◆ **OBJECTIVE**: Which lines in the material below contain the string "horse"? Copy each of them in full.

◆ **DATA FOR THE TASK**:
▬▬▬
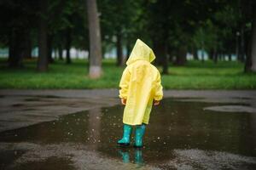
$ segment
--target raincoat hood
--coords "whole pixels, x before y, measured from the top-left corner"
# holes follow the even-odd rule
[[[129,65],[137,60],[152,62],[155,59],[153,50],[142,40],[137,39],[130,54],[126,65]]]

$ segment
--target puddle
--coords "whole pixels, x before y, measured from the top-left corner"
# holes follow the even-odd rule
[[[42,169],[255,169],[256,113],[204,110],[212,105],[165,99],[151,112],[142,150],[116,144],[121,105],[3,132],[0,167],[33,169],[49,162]]]

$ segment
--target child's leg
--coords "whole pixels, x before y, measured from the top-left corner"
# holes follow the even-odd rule
[[[118,141],[118,144],[122,145],[129,145],[131,133],[131,126],[124,124],[123,138]]]
[[[145,133],[146,125],[143,123],[136,127],[135,131],[135,147],[143,147],[143,139]]]

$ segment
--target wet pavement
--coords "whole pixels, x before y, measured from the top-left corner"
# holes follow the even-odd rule
[[[256,169],[254,101],[165,99],[141,150],[116,144],[119,105],[57,116],[0,133],[0,169]]]

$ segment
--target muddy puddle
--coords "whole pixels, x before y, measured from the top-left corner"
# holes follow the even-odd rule
[[[225,105],[164,99],[141,150],[116,144],[121,105],[3,132],[0,169],[256,169],[256,113],[204,109]]]

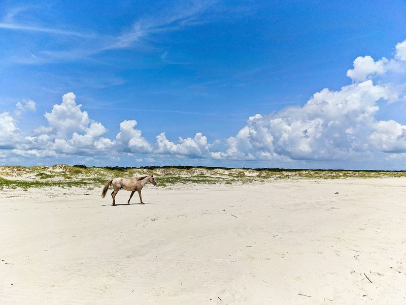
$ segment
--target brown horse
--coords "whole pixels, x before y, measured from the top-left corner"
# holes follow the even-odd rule
[[[129,191],[131,192],[130,198],[127,203],[130,204],[130,200],[131,197],[134,195],[136,191],[138,192],[138,195],[140,195],[140,201],[142,204],[143,199],[141,197],[141,190],[146,184],[148,182],[152,183],[154,186],[156,185],[156,182],[155,179],[152,177],[152,175],[149,176],[144,176],[144,177],[140,177],[140,178],[136,178],[135,179],[126,179],[125,178],[116,178],[115,179],[112,179],[109,180],[105,185],[105,187],[103,188],[103,191],[101,192],[101,198],[104,198],[106,196],[106,194],[107,193],[107,190],[111,186],[114,190],[111,193],[111,197],[113,197],[113,205],[116,205],[116,200],[114,199],[118,191],[122,189],[126,191]]]

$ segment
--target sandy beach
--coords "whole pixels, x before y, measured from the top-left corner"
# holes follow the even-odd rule
[[[0,303],[406,303],[406,178],[101,191],[0,191]]]

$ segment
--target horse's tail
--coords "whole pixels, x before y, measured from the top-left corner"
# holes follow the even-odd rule
[[[103,188],[103,191],[101,192],[101,198],[104,198],[106,196],[106,193],[107,193],[107,190],[113,184],[113,179],[110,179],[105,185],[105,187]]]

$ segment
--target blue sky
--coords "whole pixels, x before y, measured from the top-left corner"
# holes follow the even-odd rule
[[[0,163],[406,169],[403,2],[83,2],[0,4]]]

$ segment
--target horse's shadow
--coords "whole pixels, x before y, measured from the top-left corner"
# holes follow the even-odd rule
[[[113,204],[102,204],[101,206],[117,206],[118,205],[142,205],[143,204],[153,204],[155,202],[144,202],[144,204],[143,203],[130,203],[128,204],[128,203],[116,203],[116,205],[113,205]]]

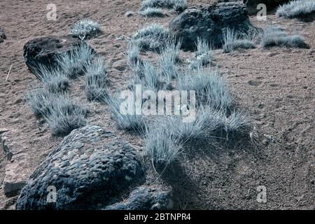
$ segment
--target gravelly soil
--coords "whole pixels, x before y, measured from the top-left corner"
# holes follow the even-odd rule
[[[188,1],[190,6],[206,2]],[[159,22],[167,26],[175,16],[169,13],[164,18],[144,18],[136,14],[140,0],[55,0],[54,3],[57,21],[46,20],[46,1],[2,0],[0,3],[0,27],[7,36],[0,44],[0,128],[18,131],[19,144],[27,152],[29,167],[26,172],[29,174],[61,139],[50,136],[46,125],[36,121],[22,100],[25,91],[38,85],[24,63],[24,44],[39,36],[68,34],[71,24],[83,18],[96,20],[104,34],[89,41],[89,44],[108,64],[111,88],[123,89],[130,74],[125,57],[127,37],[146,24]],[[127,10],[135,13],[126,18]],[[173,187],[176,209],[315,209],[315,22],[284,20],[272,14],[267,21],[258,22],[255,17],[251,17],[251,20],[260,27],[275,24],[290,32],[298,29],[311,46],[310,49],[258,48],[232,54],[216,50],[216,61],[239,106],[251,115],[261,136],[270,135],[274,141],[268,142],[262,137],[256,147],[241,144],[232,150],[212,153],[206,146],[186,155],[186,162],[173,167],[173,174],[169,172],[162,177]],[[125,40],[118,38],[122,35]],[[185,52],[183,57],[190,55]],[[143,57],[154,56],[148,53]],[[82,85],[82,80],[74,82],[71,94],[86,102],[92,111],[89,121],[120,135],[141,151],[142,139],[118,130],[107,108],[88,103]],[[1,150],[0,182],[6,162]],[[267,203],[256,201],[258,186],[267,188]],[[0,188],[0,209],[13,209],[15,200],[4,196]]]

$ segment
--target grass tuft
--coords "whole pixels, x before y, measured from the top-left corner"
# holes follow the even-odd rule
[[[225,88],[224,78],[218,69],[188,70],[186,75],[179,77],[178,88],[181,90],[195,90],[197,104],[207,104],[213,108],[224,111],[233,106],[233,97]]]
[[[59,96],[53,102],[49,113],[43,114],[54,136],[66,136],[86,125],[88,110],[81,104],[73,102],[69,96]]]
[[[197,39],[196,47],[196,58],[190,64],[190,68],[192,69],[196,69],[206,65],[213,59],[212,49],[208,41],[198,37]]]
[[[231,52],[239,49],[255,48],[253,40],[247,38],[241,33],[227,28],[223,34],[223,52]]]
[[[295,0],[279,6],[276,15],[285,18],[304,18],[315,13],[314,0]]]
[[[178,139],[162,122],[146,130],[146,153],[154,167],[167,167],[178,158],[182,144]]]
[[[108,79],[103,60],[98,57],[86,66],[85,91],[90,101],[102,100],[107,96]]]
[[[279,27],[269,26],[263,29],[261,45],[264,48],[281,46],[286,48],[308,48],[309,46],[300,35],[288,35]]]
[[[137,31],[132,36],[141,49],[158,51],[164,48],[169,39],[169,31],[158,24],[152,24]]]
[[[139,13],[142,16],[146,17],[164,17],[165,14],[163,10],[159,8],[146,8]]]
[[[176,12],[182,12],[187,8],[186,0],[144,0],[142,1],[142,9],[148,8],[173,8]]]
[[[86,123],[88,109],[68,95],[38,88],[28,92],[26,99],[35,115],[45,118],[52,135],[65,136]]]
[[[59,68],[48,68],[40,64],[34,70],[35,76],[43,83],[45,89],[52,92],[64,92],[69,87],[69,80]]]
[[[127,131],[134,131],[138,134],[142,134],[146,130],[144,118],[141,115],[125,114],[122,112],[121,106],[123,99],[108,95],[104,101],[110,106],[111,118],[116,122],[119,129]],[[133,104],[134,101],[128,102]],[[124,108],[123,109],[127,109]]]
[[[82,44],[70,52],[62,53],[57,62],[68,78],[76,78],[84,74],[86,64],[92,62],[94,56],[94,50],[88,44]]]
[[[71,31],[72,34],[85,40],[99,34],[101,27],[99,23],[90,19],[83,19],[73,24]]]

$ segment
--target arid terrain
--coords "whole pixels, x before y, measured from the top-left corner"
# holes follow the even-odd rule
[[[209,1],[189,0],[188,6]],[[88,43],[106,62],[110,88],[123,90],[131,74],[125,56],[128,37],[153,22],[167,27],[176,15],[142,17],[137,13],[141,2],[55,0],[57,20],[48,21],[46,6],[50,1],[1,1],[0,27],[6,39],[0,43],[0,132],[12,133],[13,147],[19,148],[22,160],[22,165],[11,172],[29,176],[62,140],[52,136],[24,100],[26,91],[38,85],[25,65],[24,45],[37,37],[69,34],[71,25],[80,19],[93,19],[103,33]],[[134,13],[126,17],[127,11]],[[183,167],[172,167],[173,174],[169,172],[160,178],[173,188],[176,209],[315,209],[315,22],[285,20],[272,13],[266,21],[250,19],[258,27],[276,24],[289,33],[298,30],[310,48],[215,50],[215,61],[238,106],[248,113],[261,137],[254,146],[241,141],[230,150],[192,152],[198,155],[187,155]],[[192,54],[182,52],[181,57]],[[155,57],[150,52],[142,56]],[[118,130],[106,106],[88,102],[83,83],[83,79],[76,80],[71,93],[91,110],[89,122],[121,136],[141,153],[142,138]],[[0,185],[7,162],[1,149]],[[266,187],[266,203],[257,202],[260,186]],[[17,197],[6,196],[0,187],[0,209],[14,209]]]

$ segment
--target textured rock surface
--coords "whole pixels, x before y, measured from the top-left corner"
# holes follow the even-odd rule
[[[74,130],[49,153],[22,189],[16,208],[104,207],[111,198],[139,183],[144,175],[132,146],[122,139],[113,140],[111,132],[98,126],[88,125]],[[55,202],[48,202],[50,186],[56,189]]]
[[[290,0],[244,0],[250,14],[256,13],[258,11],[260,10],[261,8],[257,9],[257,6],[260,4],[265,4],[267,10],[269,11],[280,4],[289,1]]]
[[[212,45],[222,46],[222,34],[227,28],[246,31],[249,18],[241,2],[219,3],[189,8],[169,24],[169,32],[183,41],[182,48],[193,50],[198,36]]]
[[[4,33],[4,31],[0,28],[0,43],[4,42],[4,40],[6,39],[6,34]]]
[[[58,55],[82,44],[86,43],[73,35],[41,37],[27,42],[23,55],[26,64],[34,71],[34,66],[39,63],[55,66]]]
[[[106,210],[166,210],[173,207],[172,193],[160,186],[141,186],[122,202],[107,206]]]
[[[26,185],[28,178],[27,150],[18,144],[21,142],[18,138],[15,130],[6,131],[1,134],[1,148],[7,160],[4,178],[4,190],[7,196],[17,195]]]

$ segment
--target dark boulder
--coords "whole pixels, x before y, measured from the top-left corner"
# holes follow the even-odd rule
[[[198,36],[220,47],[227,27],[246,32],[249,24],[244,4],[227,2],[189,8],[169,22],[169,29],[172,36],[182,40],[183,49],[190,50],[195,48]]]
[[[107,206],[106,210],[166,210],[173,207],[172,193],[160,186],[141,186],[129,198]]]
[[[66,136],[35,169],[16,208],[101,209],[144,179],[130,144],[98,126],[88,125]]]
[[[263,4],[267,6],[267,10],[270,11],[281,4],[289,2],[290,0],[244,0],[246,4],[247,10],[250,15],[257,13],[260,8],[257,9],[257,6]]]
[[[29,41],[24,46],[23,55],[27,66],[34,72],[39,64],[48,67],[57,66],[56,59],[58,55],[86,44],[74,35],[41,37]]]
[[[4,33],[4,31],[0,28],[0,43],[4,42],[4,40],[6,39],[6,34]]]

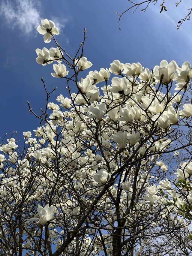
▬▬▬
◆ **PROBLEM SOLUTION**:
--target brown horse
--target horse's tail
--target horse's shadow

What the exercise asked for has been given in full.